PASSAGE GIVEN =>
╔══
Further names for N-methyl-N-acylglucamine are N-methyl-N-1-deoxysorbitol fatty acid amide, N-acyl-N-methylglucamine, glucamide or N-methyl-N-alkylglucamide.

N-Methyl-N-acylglucamines of the formula (I) are effective in protecting metal surfaces from corrosion, are surface-active, and have high water dispersibility which is indispensable for the formulation of aqueous concentrates for metal treatment and metalworking fluids.

The invention further provides for the use of one or more N-methyl-N-acylglucamines of the formula (I) for production of oily water-miscible emulsion concentrates which, through dilution with water, afford ready-to-use anticorrosive, detergent and cooling lubricant emulsions.

The invention further provides for the use of one or more N-methyl-N-acylglucamines of the formula (I) as a constituent of anticorrosion compositions, detergents for metals and cooling lubricant emulsions.

The invention further provides a method of preventing or attenuating the formation of corrosion on metal surfaces, by contacting the metal surface with one or more N-methyl-N-acylglucamines of the formula (I).

In a preferred embodiment, R¹is an aliphatic group.

In a preferred embodiment of the invention, R¹is a linear or branched, saturated or unsaturated hydrocarbyl group having 11 to 17 carbon atoms. More particularly, R¹is a linear or branched alkyl or alkenyl group. More preferably, R¹is a linear saturated or unsaturated C₁₁, C₁₃, C₁₅or C₁₇radical, especially an unsaturated C₁₇radical.

A particularly preferred embodiment of the invention is the use of a mixture of at least 2 to 6N-methyl-N-acylglucamines of the formula (I), where the 2 to 6 different N-methyl-N-acylglucamines have different acyl groups (—CO R¹).

A particularly preferred embodiment of the invention is the use of N-methyl-N-acylglucamines of the formula (I), where these contain, to an extent of at least 80% by weight, a mixture of N-methyl-N—C₁₂-acylglucamine and N-methyl-N—C₁₄-acylglucamine.
╚══
WORK INSTRUCTIONS =>
1. Translate this sentence from the passage on N-methyl-N-acylglucamines into Spanish: "The invention further provides a method of preventing or attenuating the formation of corrosion on metal surfaces, by contacting the metal surface with one or more N-methyl-N-acylglucamines of the formula (I)."
2. Carry on the passage on N-methyl-N-acylglucamines, starting after its last sentence.

[Dataset records about object locations]
╔══
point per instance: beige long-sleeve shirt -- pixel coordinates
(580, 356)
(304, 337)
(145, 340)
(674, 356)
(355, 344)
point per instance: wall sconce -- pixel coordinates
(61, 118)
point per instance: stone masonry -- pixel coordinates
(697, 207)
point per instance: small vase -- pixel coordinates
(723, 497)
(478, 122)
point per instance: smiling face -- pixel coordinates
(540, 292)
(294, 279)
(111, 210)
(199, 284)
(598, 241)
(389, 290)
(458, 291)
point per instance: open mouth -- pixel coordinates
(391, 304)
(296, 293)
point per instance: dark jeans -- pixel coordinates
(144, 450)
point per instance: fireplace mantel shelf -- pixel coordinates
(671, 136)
╚══
╔══
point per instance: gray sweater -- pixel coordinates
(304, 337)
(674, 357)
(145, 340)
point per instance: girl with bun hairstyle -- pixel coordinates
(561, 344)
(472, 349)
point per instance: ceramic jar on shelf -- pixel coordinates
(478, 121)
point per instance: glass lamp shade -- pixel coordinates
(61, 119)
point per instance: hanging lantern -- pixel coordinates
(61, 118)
╚══
EXPECTED OUTPUTS =>
1. La invención proporciona además un método para prevenir o atenuar la formación de corrosión en superficies metálicas, poniendo en contacto la superficie metálica con una o más N-metil-N-acilglucaminas de la fórmula (I).

2.
A further particularly preferred embodiment of the invention is the use of N-methyl-N-acylglucamines of the formula (I), where these contain, to an extent of at least 80% by weight, a mixture of N-methyl-N—C₁₆-acylglucamine and N-methyl-N—C₁₈-acylglucamine.

The N-acyl-N-methylglucamines of formula (I) can be prepared in the manner described in EP 0550637 from the corresponding fatty acid methyl esters and N-methylglucamine. The fatty acids of the fatty acid methyl esters are preferably selected from the group comprising 9-octadecenoic acid (oleic acid), octadeca-9,12-dienoic acid (linoleic acid), octanoic acid (caprylic acid), decanoic acid (capric acid), dodecanoic acid (lauric acid), tetradecanoic acid (myristic acid), hexadecanoic acid (palmitic acid), octadecanoic acid (stearic acid) and n-docosanoic acid (behenic acid).

Particular preference is given to the use of one or more N-acyl-N-methylglucamines of the formula I) as corrosion inhibitor in compositions comprising at least one or more than one organic acid of the formula (II), or salts thereof,

R²—COOM (II)

in which

R²is a linear or branched alkyl group or a linear or branched, mono- or polyunsaturated alkenyl group having 5 to 29 carbon atoms, and
M is hydrogen or one or more cations, where the cations are present in charge-balancing amounts,

and

c) one or more alkanolamines of the formula (III)

NR¹R²R³ (III)

in which

R¹, R²and R³are hydrogen, a linear or branched alkyl group having 1 to 4 carbon atoms, a cycloalkyl group having 5 to 7 carbon atoms, a linear or branched hydroxyalkyl group having 2 to 5 carbon atoms and 1 or 2 hydroxyl groups or a hydroxy ether group having 2 to 6 carbon atoms, with the proviso that at least one of the radicals is a hydroxyalkyl group or a hydroxy ether group.

These compositions are preferably used to produce oily water-miscible emulsion concentrates which, through dilution with water, afford ready-to-use anticorrosive, detergent and cooling lubricant emulsions.

In a preferred embodiment, R²in the formula (II) is an alkyl or alkenyl radical having 9 to 21 carbon atoms.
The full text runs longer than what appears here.